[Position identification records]
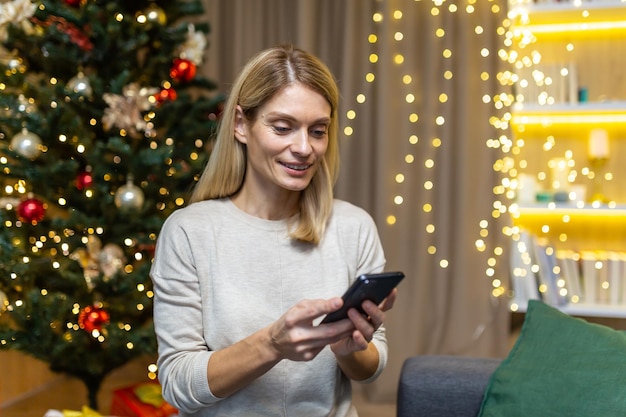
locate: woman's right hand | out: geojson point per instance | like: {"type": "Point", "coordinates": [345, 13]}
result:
{"type": "Point", "coordinates": [294, 336]}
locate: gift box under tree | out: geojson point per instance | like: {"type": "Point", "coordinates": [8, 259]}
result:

• [WORK TO COMPLETE]: Can you copy the whole listing above line for line, without any changes, and leave out the pictures?

• [OUTPUT FOR THIS TASK]:
locate: woman's right hand | out: geojson point per instance | like: {"type": "Point", "coordinates": [345, 13]}
result:
{"type": "Point", "coordinates": [294, 336]}
locate: gift box under tree | out: geojson point per instance | like: {"type": "Point", "coordinates": [8, 259]}
result:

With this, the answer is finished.